## To be done
Write out exactly the lines running from the one that contains "Target: metal pole" through the end of the material.

## Data in this exercise
------------------------

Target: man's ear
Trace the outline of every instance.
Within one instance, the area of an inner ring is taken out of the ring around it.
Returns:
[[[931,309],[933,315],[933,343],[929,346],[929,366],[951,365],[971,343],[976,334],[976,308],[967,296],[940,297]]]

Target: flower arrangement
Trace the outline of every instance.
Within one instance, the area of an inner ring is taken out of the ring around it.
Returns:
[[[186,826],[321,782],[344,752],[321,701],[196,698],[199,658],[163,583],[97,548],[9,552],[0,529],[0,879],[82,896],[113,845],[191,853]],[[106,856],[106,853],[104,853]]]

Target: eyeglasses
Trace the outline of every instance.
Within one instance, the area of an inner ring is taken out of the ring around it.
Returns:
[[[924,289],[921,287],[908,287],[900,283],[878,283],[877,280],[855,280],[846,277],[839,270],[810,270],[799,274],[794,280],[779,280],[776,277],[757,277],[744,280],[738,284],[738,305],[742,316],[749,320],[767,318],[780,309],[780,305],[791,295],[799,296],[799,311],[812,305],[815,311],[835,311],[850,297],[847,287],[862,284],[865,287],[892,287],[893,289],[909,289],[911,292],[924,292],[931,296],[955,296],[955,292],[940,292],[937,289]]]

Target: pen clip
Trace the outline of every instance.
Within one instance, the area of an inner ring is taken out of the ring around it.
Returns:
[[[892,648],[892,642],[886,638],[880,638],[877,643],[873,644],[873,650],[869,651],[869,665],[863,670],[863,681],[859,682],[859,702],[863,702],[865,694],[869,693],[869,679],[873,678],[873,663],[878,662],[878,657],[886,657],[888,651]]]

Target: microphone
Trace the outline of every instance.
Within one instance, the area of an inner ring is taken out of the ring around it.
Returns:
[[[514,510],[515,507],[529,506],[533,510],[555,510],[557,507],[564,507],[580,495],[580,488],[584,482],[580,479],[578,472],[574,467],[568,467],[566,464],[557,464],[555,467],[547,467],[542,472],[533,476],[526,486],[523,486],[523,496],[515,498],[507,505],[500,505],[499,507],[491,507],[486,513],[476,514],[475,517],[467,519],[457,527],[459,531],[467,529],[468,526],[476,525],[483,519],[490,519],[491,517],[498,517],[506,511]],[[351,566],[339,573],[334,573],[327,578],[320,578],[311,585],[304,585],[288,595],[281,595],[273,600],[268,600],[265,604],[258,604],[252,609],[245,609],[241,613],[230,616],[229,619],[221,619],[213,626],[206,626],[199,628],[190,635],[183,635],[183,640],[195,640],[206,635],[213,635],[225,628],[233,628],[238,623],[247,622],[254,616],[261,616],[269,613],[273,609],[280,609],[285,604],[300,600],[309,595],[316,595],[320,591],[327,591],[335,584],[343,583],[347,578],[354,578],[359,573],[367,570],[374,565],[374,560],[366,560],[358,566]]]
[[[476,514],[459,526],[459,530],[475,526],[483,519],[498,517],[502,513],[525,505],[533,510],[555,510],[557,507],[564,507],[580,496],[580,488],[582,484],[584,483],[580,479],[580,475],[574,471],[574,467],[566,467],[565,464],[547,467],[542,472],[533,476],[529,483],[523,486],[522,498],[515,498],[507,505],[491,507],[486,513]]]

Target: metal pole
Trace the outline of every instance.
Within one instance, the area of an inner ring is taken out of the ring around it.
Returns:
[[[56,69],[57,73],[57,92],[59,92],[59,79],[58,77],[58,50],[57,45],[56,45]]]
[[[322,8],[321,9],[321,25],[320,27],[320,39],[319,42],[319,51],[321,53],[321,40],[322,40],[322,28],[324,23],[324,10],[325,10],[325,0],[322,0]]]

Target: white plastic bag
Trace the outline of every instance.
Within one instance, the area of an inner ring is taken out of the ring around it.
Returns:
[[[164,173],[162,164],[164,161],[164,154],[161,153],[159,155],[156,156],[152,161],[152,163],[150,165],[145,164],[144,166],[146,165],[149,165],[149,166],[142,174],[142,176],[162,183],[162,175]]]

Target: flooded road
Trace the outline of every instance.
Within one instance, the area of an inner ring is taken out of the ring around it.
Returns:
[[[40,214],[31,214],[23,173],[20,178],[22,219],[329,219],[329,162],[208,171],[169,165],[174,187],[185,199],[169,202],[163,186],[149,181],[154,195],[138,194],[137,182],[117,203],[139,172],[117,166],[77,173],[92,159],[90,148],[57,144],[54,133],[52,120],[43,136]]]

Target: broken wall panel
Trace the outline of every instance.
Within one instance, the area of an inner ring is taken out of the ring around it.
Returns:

------------------------

## Exercise response
Target: metal pole
Trace the outline of every instance.
Within one instance, the area of an inner ring is taken out of the ring around it.
Returns:
[[[56,69],[57,73],[57,92],[59,92],[59,79],[58,77],[58,50],[57,45],[56,45]]]
[[[322,8],[321,9],[321,25],[320,27],[320,39],[319,42],[319,51],[321,53],[321,40],[322,40],[322,28],[324,23],[324,10],[325,10],[325,0],[322,0]]]

Target: white plastic bag
Trace the outline of every instance.
Within one instance, the area of an inner ring is taken out of the ring around it.
Returns:
[[[164,173],[162,164],[164,161],[164,154],[161,153],[159,155],[156,156],[152,161],[152,163],[150,165],[145,164],[144,166],[146,165],[149,165],[149,166],[142,174],[142,176],[162,183],[162,175]]]

Target: flooded road
Trace the outline of every instance.
Within one instance, the area of an inner ring is taken out of the ring around it.
Returns:
[[[40,214],[31,214],[23,173],[20,178],[22,219],[329,219],[329,162],[208,171],[169,165],[174,187],[185,199],[169,202],[163,186],[149,181],[154,195],[138,194],[137,182],[117,203],[139,172],[117,166],[77,173],[92,159],[90,148],[57,144],[54,133],[52,120],[43,136]]]

Target: broken wall panel
Trace the outline of every instance.
Within one instance, the area of an inner ring is taken out of the ring around it.
Returns:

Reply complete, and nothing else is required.